▶ Exercise directions: Extract from the entries below, exactly as given, only the lines from the line containing "Target: dark red car" to the line containing "[point] white classic", both lines included.

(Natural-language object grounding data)
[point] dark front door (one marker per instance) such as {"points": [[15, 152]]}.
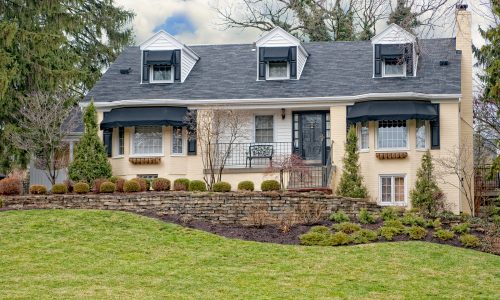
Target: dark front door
{"points": [[310, 134]]}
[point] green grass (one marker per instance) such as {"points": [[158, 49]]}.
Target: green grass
{"points": [[103, 254]]}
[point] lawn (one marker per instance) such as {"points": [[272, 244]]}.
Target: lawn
{"points": [[104, 254]]}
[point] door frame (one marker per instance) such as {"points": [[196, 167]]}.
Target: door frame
{"points": [[297, 142]]}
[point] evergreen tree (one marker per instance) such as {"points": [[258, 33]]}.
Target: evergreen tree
{"points": [[426, 195], [351, 182], [48, 46], [91, 160]]}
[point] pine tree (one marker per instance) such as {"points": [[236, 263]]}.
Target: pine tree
{"points": [[91, 160], [351, 182], [426, 195]]}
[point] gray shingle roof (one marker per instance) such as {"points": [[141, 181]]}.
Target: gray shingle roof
{"points": [[332, 69]]}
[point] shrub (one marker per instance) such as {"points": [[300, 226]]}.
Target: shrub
{"points": [[246, 186], [181, 184], [365, 217], [389, 213], [221, 187], [59, 188], [444, 235], [412, 219], [197, 186], [119, 184], [38, 189], [270, 185], [81, 188], [416, 232], [389, 233], [364, 236], [339, 217], [461, 228], [131, 186], [161, 184], [11, 186], [347, 227], [143, 185], [469, 240], [107, 187]]}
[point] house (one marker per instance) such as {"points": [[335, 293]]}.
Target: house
{"points": [[405, 95]]}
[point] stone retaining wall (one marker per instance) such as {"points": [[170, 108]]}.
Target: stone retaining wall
{"points": [[226, 208]]}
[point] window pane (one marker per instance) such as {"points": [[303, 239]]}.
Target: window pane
{"points": [[162, 73], [148, 140], [278, 69], [263, 129], [421, 134], [386, 189], [177, 140], [391, 135]]}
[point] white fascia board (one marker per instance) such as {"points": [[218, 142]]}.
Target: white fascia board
{"points": [[282, 102]]}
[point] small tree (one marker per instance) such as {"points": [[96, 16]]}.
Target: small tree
{"points": [[351, 182], [90, 161], [426, 195]]}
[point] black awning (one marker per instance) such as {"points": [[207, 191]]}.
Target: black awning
{"points": [[277, 54], [144, 116], [391, 110], [159, 57]]}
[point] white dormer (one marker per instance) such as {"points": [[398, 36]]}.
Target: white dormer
{"points": [[165, 60], [280, 56], [394, 53]]}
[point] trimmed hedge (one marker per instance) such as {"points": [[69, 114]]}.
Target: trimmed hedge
{"points": [[246, 185], [59, 188], [222, 187], [197, 186], [181, 184], [270, 185], [161, 184]]}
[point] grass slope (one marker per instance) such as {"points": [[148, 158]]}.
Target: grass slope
{"points": [[103, 254]]}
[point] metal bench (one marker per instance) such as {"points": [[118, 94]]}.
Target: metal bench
{"points": [[259, 151]]}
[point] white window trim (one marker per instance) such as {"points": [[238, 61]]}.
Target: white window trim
{"points": [[407, 148], [393, 189], [395, 75], [278, 78], [151, 78], [254, 128], [184, 142], [131, 146]]}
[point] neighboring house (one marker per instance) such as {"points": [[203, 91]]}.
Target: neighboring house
{"points": [[405, 95]]}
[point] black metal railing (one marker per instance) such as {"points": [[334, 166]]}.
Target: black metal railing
{"points": [[251, 155]]}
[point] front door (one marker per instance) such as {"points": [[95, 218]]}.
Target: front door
{"points": [[310, 134]]}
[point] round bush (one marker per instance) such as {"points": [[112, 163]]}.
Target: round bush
{"points": [[107, 187], [11, 186], [246, 185], [59, 188], [222, 187], [143, 184], [81, 188], [131, 186], [161, 184], [181, 184], [270, 185], [38, 189], [197, 186]]}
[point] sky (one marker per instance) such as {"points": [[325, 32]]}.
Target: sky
{"points": [[197, 22]]}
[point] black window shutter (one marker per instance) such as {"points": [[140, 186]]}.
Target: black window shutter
{"points": [[409, 59], [293, 62], [435, 134], [177, 65], [145, 67], [107, 140], [378, 61], [262, 65]]}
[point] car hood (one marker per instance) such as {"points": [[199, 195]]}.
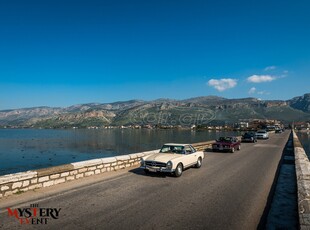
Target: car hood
{"points": [[222, 143], [163, 157]]}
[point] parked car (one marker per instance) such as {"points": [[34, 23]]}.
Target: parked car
{"points": [[249, 137], [173, 158], [226, 144], [278, 130], [262, 134]]}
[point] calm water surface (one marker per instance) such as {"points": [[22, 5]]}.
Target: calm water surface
{"points": [[27, 149], [305, 141]]}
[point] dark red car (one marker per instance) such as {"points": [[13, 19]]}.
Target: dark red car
{"points": [[229, 144]]}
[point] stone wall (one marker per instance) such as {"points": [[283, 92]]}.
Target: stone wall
{"points": [[24, 181], [302, 166]]}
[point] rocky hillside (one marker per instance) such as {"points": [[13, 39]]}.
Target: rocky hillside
{"points": [[301, 103], [200, 110]]}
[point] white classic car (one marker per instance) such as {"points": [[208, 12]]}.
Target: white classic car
{"points": [[172, 158]]}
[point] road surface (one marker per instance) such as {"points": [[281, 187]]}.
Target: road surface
{"points": [[229, 191]]}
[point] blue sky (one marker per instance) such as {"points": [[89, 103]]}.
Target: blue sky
{"points": [[60, 53]]}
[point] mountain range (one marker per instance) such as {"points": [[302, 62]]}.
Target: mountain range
{"points": [[199, 110]]}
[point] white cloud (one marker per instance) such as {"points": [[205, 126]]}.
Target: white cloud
{"points": [[268, 68], [261, 78], [252, 90], [222, 84]]}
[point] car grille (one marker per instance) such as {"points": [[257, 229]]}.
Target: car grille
{"points": [[155, 164]]}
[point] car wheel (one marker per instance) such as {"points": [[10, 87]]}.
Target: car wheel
{"points": [[179, 170], [199, 163]]}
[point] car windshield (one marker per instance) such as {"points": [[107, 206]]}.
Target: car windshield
{"points": [[225, 139], [172, 149]]}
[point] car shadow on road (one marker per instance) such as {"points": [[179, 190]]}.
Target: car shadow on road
{"points": [[140, 172]]}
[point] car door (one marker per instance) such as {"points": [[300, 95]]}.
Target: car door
{"points": [[190, 157]]}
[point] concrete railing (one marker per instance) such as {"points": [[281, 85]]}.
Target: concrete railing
{"points": [[30, 180], [302, 166]]}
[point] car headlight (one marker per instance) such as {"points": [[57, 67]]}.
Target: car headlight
{"points": [[169, 165]]}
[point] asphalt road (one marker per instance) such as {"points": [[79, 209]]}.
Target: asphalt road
{"points": [[229, 191]]}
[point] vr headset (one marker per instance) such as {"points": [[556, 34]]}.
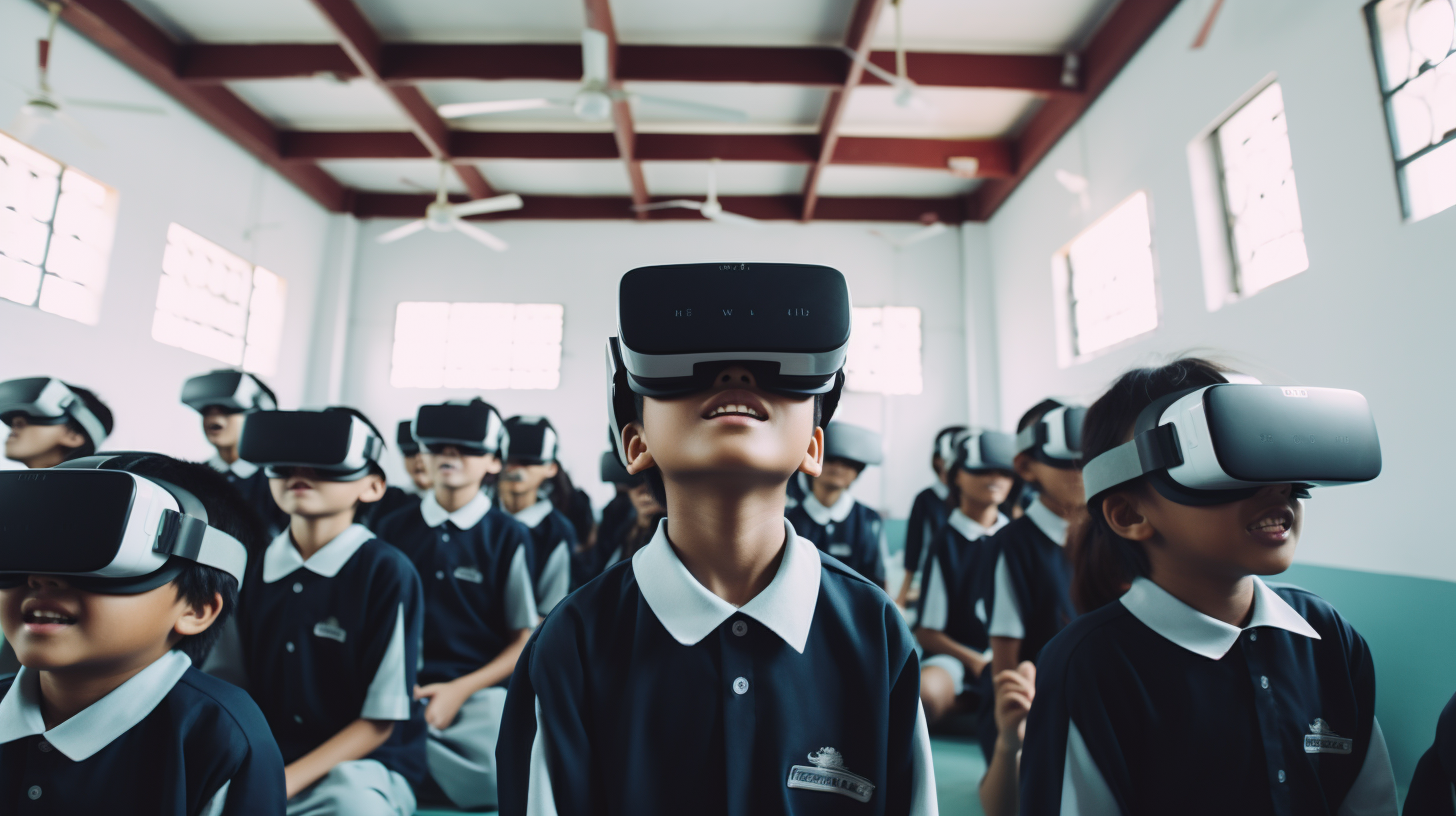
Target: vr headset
{"points": [[1220, 443], [984, 450], [1056, 437], [137, 532], [47, 401], [680, 325], [855, 443], [338, 445], [232, 391], [475, 427], [532, 440]]}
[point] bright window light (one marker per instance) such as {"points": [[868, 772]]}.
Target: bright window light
{"points": [[219, 305], [481, 346], [56, 229], [884, 350], [1107, 283], [1415, 53]]}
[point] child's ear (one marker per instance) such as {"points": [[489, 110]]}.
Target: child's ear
{"points": [[635, 443], [813, 462]]}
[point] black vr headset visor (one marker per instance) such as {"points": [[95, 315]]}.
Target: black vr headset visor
{"points": [[134, 535], [1222, 443], [337, 445]]}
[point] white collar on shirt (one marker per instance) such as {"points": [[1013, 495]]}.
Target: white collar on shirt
{"points": [[1201, 634], [536, 513], [239, 468], [973, 531], [1051, 525], [463, 518], [826, 515], [99, 723], [689, 612], [281, 557]]}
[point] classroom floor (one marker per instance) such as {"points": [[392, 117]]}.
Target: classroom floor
{"points": [[958, 770]]}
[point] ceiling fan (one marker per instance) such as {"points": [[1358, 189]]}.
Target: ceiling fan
{"points": [[593, 101], [44, 107], [443, 216], [709, 207]]}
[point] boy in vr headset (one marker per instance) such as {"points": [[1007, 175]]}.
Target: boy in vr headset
{"points": [[712, 671], [108, 611], [51, 421], [329, 621], [481, 602], [830, 516]]}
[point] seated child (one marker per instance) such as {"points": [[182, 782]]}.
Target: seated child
{"points": [[728, 666], [51, 421], [108, 713], [830, 518], [530, 464], [957, 587], [479, 603], [329, 621]]}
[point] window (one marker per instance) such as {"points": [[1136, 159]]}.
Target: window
{"points": [[216, 303], [1414, 42], [1105, 283], [482, 346], [56, 228], [884, 350]]}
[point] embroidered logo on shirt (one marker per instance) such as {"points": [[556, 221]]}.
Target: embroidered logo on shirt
{"points": [[1322, 739], [829, 774], [331, 630]]}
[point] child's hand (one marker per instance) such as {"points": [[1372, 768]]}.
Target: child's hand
{"points": [[444, 703], [1014, 694]]}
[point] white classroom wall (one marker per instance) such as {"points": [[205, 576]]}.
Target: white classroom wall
{"points": [[578, 264], [166, 169], [1370, 314]]}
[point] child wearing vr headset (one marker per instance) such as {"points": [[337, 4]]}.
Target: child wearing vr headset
{"points": [[108, 609], [329, 621], [479, 598], [1203, 689], [51, 421], [529, 467], [829, 515], [715, 669], [955, 593]]}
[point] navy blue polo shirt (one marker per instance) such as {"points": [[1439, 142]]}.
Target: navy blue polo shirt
{"points": [[332, 640], [848, 531], [478, 585], [1033, 595], [168, 742], [647, 694], [1149, 707], [928, 515]]}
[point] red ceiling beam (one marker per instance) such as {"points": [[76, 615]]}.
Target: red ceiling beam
{"points": [[856, 40], [1114, 44]]}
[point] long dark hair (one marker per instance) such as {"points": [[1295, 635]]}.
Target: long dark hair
{"points": [[1104, 563]]}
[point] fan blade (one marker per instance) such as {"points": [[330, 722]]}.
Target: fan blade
{"points": [[460, 110], [479, 235], [402, 232], [482, 206], [596, 66]]}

▶ Response box:
Target: dark red car
{"points": [[229, 144]]}
[point] stone wall (one marker per instance) such as {"points": [[283, 92]]}.
Target: stone wall
{"points": [[24, 181], [302, 166]]}
[point] rocky hillside (one marker per instance) such as {"points": [[13, 39]]}.
Target: rocky hillside
{"points": [[301, 103], [200, 110]]}
[point] white classic car (one marker per instance) such as {"points": [[208, 12]]}.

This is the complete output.